Aim:
Transcribe the rows below word for word, beginning with the line that contains "Target: nose landing gear" and continuing through the end of the rows.

Boundary annotation rows:
* * * * * * * * *

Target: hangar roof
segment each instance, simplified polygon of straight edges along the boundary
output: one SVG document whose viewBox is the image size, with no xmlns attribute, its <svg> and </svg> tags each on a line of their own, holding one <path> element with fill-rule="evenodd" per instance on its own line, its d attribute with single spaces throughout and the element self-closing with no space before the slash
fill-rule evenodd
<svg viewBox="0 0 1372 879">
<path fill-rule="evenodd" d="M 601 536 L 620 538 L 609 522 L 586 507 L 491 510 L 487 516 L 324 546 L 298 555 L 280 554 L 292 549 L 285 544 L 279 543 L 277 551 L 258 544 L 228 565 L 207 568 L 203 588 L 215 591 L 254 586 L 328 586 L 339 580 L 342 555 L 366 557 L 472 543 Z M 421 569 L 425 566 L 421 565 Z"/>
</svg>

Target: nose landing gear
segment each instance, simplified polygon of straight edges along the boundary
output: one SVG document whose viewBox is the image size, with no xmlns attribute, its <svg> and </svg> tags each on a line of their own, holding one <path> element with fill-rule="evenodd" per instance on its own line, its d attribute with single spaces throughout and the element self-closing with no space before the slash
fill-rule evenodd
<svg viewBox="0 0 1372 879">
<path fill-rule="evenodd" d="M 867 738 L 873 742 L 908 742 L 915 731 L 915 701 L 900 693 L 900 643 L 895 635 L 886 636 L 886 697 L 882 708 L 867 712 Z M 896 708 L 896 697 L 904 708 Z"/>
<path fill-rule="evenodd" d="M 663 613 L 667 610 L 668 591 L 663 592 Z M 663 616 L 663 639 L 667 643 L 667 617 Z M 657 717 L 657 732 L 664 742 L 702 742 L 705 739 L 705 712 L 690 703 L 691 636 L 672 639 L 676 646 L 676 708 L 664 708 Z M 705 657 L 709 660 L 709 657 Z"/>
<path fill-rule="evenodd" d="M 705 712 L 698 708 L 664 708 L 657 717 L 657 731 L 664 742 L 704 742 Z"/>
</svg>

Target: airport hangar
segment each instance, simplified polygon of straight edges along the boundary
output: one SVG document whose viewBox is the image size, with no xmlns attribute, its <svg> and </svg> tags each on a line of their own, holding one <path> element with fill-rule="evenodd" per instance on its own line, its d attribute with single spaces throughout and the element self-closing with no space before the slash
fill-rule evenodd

* * * * * * * * *

Full output:
Target: nose landing gear
segment each instance, simplified polygon of straight edges along the boundary
output: one SVG document whose viewBox is the image size, with no xmlns attribute, its <svg> and </svg> tags each on a line of their own, holding one <path> element with fill-rule="evenodd" per instance on its own line, its d attribute with single spaces throughout and the element self-closing with no space before the slash
fill-rule evenodd
<svg viewBox="0 0 1372 879">
<path fill-rule="evenodd" d="M 867 738 L 873 742 L 908 742 L 915 731 L 915 701 L 900 693 L 900 643 L 895 635 L 886 636 L 886 697 L 882 708 L 867 712 Z M 896 708 L 896 697 L 904 708 Z"/>
<path fill-rule="evenodd" d="M 663 613 L 667 610 L 668 591 L 663 592 Z M 663 616 L 663 639 L 667 643 L 667 617 Z M 657 717 L 657 732 L 664 742 L 702 742 L 705 739 L 705 712 L 690 703 L 691 636 L 672 639 L 676 646 L 676 708 L 664 708 Z M 705 657 L 709 660 L 709 657 Z"/>
<path fill-rule="evenodd" d="M 705 712 L 698 708 L 664 708 L 657 717 L 657 731 L 664 742 L 704 742 Z"/>
</svg>

Target: airport hangar
segment each instance, simplified polygon of straight edges along the boundary
output: one SVG document whose viewBox is the image size, with no xmlns attribute, its <svg> and </svg> tags each on a line of their own, holding one <path> element with fill-rule="evenodd" per instance on its own line, its d attribute with single spaces throughout and the element self-closing with no space before the slash
fill-rule evenodd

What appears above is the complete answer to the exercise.